§ Work to do:
1. Answer these questions from the passage on the French offensive against the German second position, one answer per line, marked (a), (b), (c):
(a) How wide was the front on which contact was made with the German second position by Sept. 28?
(b) Where did the V. Cavalry Corps return on the 28th?
(c) Which hill stayed in enemy hands after the attacks that went on till Oct. 8?
2. From the passage on the French offensive against the German second position, copy word for word the part that opens with the words containing "By Sept. 28" and closes with "on both flanks.".
3. Carry the passage on the French offensive against the German second position further, starting after its last sentence.

§ Selected excerpt:
══════════
By Sept. 28 contact was made with the German second position on a front of 13,000 yd. from S. of St. Souplet and SommePy. Westwards the line bent back towards Auberive, which was still in enemy hands, as was also the hill of Le Mesnil and the neighbouring woods to the E. But progress towards Tahure and Ripont and possession of La Main de Massiges secured the envelopment of this last position on both flanks.
On Sept. 28 and 29 the French succeeded in setting foot in this second hostile position at certain points such as to the W. of Le Mesnil hill and Navarin farm. In this last sector they had even breached this line, but on such a narrow front that the enemy easily succeeded in preventing any further penetration. All hope of a break-through had disappeared. The V. Cavalry Corps, which had been brought forward in view of seizing any chance of exploitation, returned on the 28th to St. Remy, without even having gone into action. A general order dated Sept. 30 announced the close of the operations, the results of which included the capture of 25,000 prisoners of whom 350 were officers, 150 guns and a large amount of material of war.
On Oct. 6 the second German position was almost intact; the attack was held up in front of it in extremely difficult conditions; the French troops were in poor and half-finished trenches, hastily dug on bare slopes and exposed to flanking and enfilade fire. The attacks which continued till Oct. 8 were difficult to carry out and cost many men. Tahure hill and the two Mamelles (Hill 187) N. of Le Mesnil were, however, taken, but Le Mesnil hill remained in enemy hands. Several attacks and counterattacks took place at the end of Oct. and the beginning of Nov. without resulting in any material change in the situation.
══════════
§ Data lines:
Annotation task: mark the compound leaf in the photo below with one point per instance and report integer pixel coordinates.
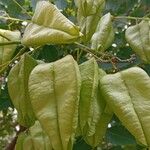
══════════
§ Answers below:
1.
(a) 13,000 yd.
(b) St. Remy
(c) Le Mesnil hill

2.
By Sept. 28 contact was made with the German second position on a front of 13,000 yd. from S. of St. Souplet and SommePy. Westwards the line bent back towards Auberive, which was still in enemy hands, as was also the hill of Le Mesnil and the neighbouring woods to the E. But progress towards Tahure and Ripont and possession of La Main de Massiges secured the envelopment of this last position on both flanks.

3.
According to Gen. Mangin the 'Sept. offensive in Champagne cost the French 80,000 killed and missing and Ioo,000 evacuated sick or wounded. It was therefore extremely costly, and one cannot say that the results achieved were in proportion to the sacrifices and efforts. The Allies had engaged in Champagne and Artois 52 French and 13 British divisions, more than were put into line at the battle of the Marne. These masses were supported by 1,300 French and 300 British heavy guns. The consumption of munitions by the II., IV., and X. Armies attained enormous proportions-3,980,000 rounds for the 75's and 987,000 for the heavy artillery. It was admitted that this last figure especially was too small for good results to be achieved; the Allied fire had been insufficient to destroy the enemy's accessory defences or the trenches of the second and third lines, especially on the reverse slope. Finally the front of attack, 25,000 yd., was not wide enough to prevent effective flanking fire.
In short, the offensive had not all the character of suddenness, rapidity and continuity that was desirable, and it went on too long, involving heavy losses without hope of decisive results. Thus there arose the conception of offensives with limited objectives, which when adopted as a general policy became fatal. In some quarters there became observable a tendency to adopt an even simpler method, that of " nibbling " at the enemy by partial attacks; it was forgotten that by this means the Allied troops used up their moral and physical strength at least as rapidly as that of their adversaries.
(B. E. P.) IV. THE French Offensive On The Aisne, 1917 Plan of the Offensive. - The Allied plan of campaign for 1917 was drawn up, like the preceding one, at a conference which assembled at Chantilly, on Nov. 18 1916, together with the commanders-in-chief, Joffre and Sir Douglas Haig, and all the heads of the British, Italian, Russian, Belgian, Serbian and Rumanian Missions.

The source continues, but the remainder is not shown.